----- Input data -----

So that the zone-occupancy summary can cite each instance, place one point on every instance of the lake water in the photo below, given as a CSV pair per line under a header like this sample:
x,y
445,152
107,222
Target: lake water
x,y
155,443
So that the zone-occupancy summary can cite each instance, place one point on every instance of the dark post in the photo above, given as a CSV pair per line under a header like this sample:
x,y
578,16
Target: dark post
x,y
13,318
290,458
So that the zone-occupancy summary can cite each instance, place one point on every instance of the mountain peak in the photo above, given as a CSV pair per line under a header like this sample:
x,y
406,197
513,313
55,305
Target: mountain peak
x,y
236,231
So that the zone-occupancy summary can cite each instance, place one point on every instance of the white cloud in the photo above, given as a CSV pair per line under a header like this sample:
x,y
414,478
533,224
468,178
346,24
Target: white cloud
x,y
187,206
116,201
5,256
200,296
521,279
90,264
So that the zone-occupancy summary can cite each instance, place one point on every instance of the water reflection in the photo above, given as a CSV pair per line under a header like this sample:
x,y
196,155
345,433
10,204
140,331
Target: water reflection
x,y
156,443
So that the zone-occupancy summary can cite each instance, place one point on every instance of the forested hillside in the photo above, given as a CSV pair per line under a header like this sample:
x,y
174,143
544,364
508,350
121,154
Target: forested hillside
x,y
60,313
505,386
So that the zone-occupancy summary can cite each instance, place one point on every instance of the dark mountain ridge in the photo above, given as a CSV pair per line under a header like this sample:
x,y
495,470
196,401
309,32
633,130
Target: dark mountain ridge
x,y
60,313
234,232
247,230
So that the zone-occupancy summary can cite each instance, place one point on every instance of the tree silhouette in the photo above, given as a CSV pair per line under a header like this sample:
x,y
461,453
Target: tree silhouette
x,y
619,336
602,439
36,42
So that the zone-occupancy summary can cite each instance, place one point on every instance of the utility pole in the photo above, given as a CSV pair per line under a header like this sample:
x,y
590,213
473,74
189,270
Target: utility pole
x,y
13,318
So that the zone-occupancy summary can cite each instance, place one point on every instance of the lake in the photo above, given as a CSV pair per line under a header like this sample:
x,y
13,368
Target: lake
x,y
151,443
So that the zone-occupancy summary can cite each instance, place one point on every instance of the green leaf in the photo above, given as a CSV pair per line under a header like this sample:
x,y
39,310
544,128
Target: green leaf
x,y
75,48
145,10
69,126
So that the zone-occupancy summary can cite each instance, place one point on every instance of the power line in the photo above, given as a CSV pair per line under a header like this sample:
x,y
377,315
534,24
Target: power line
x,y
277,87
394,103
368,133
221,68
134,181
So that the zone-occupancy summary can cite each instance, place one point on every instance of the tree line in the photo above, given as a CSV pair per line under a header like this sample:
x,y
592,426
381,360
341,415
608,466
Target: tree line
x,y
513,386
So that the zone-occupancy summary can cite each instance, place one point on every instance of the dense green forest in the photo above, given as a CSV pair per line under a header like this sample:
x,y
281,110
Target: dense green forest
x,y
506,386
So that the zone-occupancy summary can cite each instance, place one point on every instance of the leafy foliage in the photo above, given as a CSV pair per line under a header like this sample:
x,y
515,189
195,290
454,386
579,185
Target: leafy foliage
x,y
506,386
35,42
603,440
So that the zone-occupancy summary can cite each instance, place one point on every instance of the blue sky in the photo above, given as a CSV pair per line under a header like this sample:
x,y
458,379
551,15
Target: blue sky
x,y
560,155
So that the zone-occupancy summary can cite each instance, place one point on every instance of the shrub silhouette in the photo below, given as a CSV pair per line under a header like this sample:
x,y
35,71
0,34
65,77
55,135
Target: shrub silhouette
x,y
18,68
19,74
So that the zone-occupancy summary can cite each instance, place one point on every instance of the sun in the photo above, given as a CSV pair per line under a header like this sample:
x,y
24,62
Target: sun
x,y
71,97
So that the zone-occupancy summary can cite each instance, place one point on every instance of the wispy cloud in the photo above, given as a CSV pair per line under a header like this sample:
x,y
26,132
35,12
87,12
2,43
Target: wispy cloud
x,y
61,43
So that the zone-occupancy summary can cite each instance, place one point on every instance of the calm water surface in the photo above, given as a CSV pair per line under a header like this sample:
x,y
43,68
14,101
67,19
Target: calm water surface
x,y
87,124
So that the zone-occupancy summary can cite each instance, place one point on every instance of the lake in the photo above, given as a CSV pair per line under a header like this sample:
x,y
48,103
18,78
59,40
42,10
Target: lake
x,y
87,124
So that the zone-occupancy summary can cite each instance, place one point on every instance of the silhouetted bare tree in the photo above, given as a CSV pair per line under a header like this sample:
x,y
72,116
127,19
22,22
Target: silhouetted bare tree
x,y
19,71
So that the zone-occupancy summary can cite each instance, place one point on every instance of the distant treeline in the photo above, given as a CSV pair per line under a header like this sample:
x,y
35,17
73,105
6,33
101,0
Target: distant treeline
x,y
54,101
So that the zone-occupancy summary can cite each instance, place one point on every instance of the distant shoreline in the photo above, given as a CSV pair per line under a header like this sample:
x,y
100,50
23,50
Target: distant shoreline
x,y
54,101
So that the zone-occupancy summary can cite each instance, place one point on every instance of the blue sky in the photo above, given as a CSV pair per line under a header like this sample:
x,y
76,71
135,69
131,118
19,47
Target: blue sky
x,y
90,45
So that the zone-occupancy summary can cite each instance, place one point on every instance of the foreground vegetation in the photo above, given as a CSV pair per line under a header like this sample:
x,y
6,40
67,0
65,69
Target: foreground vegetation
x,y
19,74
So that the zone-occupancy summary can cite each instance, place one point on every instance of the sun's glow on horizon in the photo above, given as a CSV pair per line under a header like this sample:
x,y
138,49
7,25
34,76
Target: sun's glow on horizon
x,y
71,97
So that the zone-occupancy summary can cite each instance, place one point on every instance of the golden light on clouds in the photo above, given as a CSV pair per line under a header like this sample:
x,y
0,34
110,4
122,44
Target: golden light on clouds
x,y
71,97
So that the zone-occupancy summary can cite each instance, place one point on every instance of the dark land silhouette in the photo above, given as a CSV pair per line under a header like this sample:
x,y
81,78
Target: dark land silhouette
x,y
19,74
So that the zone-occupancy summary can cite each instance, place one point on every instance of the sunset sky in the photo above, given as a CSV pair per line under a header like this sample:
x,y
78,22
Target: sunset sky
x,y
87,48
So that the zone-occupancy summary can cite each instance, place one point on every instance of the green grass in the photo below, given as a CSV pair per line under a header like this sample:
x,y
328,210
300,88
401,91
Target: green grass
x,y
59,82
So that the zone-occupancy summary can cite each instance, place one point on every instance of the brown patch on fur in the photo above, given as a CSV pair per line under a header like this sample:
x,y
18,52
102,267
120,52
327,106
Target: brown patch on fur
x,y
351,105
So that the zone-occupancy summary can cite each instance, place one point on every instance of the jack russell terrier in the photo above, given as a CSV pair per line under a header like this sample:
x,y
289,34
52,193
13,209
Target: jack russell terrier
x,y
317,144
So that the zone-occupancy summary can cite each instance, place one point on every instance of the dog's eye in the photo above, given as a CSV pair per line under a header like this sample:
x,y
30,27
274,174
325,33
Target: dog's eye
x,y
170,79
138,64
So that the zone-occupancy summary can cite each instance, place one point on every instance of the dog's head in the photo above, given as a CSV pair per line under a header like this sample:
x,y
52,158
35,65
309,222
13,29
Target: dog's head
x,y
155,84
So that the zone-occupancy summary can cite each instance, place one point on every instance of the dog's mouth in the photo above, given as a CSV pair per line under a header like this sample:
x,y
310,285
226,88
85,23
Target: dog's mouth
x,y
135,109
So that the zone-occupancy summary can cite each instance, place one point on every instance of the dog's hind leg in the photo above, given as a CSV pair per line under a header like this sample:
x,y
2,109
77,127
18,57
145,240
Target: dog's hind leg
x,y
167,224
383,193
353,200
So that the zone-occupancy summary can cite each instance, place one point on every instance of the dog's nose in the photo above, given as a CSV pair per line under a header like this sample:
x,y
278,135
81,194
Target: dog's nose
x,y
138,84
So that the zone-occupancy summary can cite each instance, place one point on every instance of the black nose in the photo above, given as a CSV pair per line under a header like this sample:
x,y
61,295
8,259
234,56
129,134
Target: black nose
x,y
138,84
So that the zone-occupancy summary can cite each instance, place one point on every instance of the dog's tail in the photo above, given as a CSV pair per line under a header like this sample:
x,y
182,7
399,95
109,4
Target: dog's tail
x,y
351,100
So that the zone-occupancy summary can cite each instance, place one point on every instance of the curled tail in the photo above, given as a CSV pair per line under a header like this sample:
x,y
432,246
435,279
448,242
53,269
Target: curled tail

-----

• _About this exercise_
Which lines above contain the word "curled"? Copy each one.

• _Output_
So that the zone-occupancy summary can cite each instance, place one point on every instance of the curled tail in the photo above, given as a CSV pair per line under a header like this sample:
Target: curled tail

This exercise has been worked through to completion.